** What this task involves **
For the entries that follow, say how many lines hold the string "pointer", with nothing else in the reply.
:: Source data
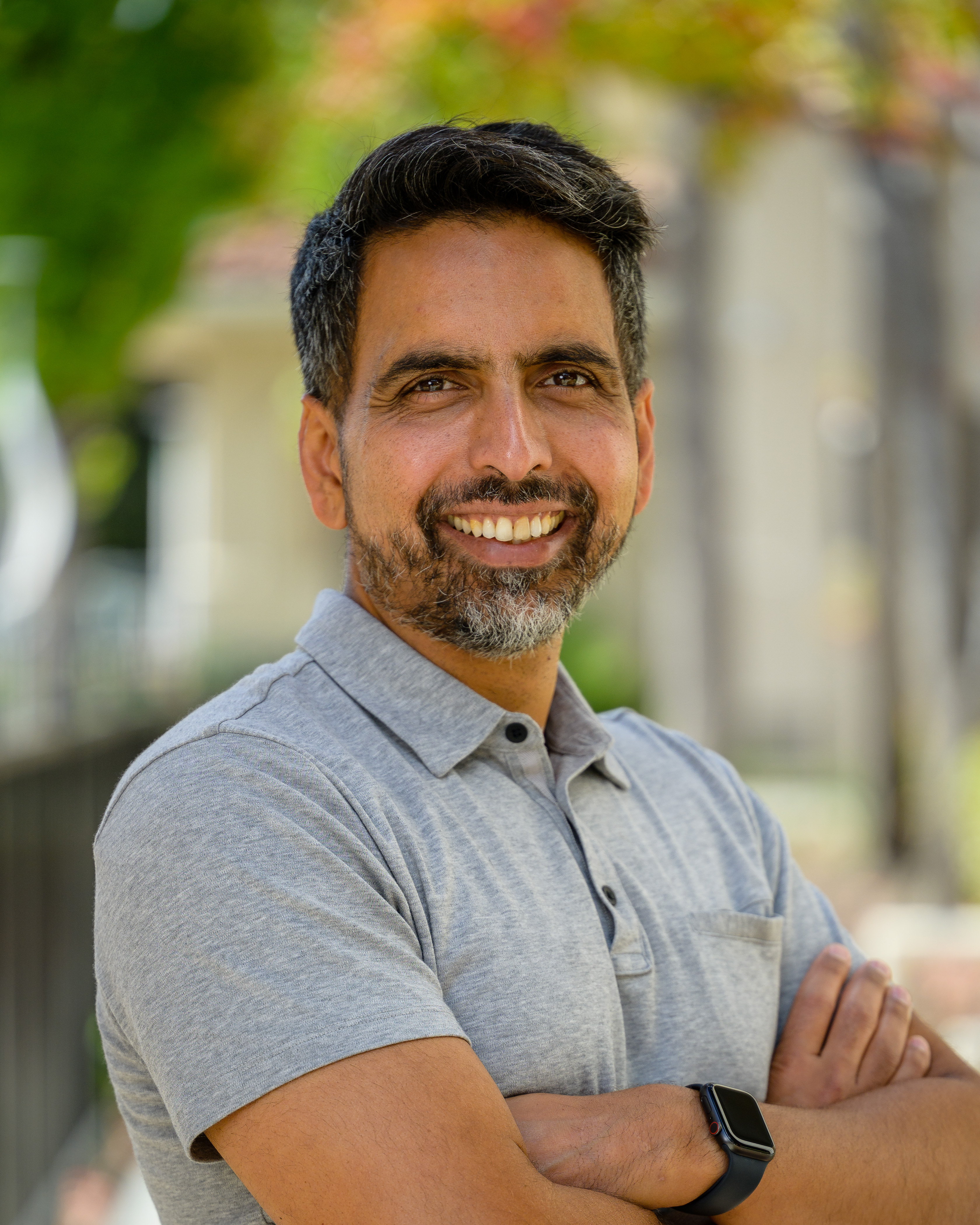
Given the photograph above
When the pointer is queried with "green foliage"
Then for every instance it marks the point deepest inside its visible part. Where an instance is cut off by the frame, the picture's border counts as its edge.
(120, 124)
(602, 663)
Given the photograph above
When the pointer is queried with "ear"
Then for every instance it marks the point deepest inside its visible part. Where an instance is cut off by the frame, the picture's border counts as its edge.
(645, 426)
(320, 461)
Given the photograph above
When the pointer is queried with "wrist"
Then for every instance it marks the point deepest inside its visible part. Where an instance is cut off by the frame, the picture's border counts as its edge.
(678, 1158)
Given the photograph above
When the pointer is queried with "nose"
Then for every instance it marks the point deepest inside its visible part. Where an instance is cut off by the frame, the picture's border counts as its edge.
::::
** Answer space **
4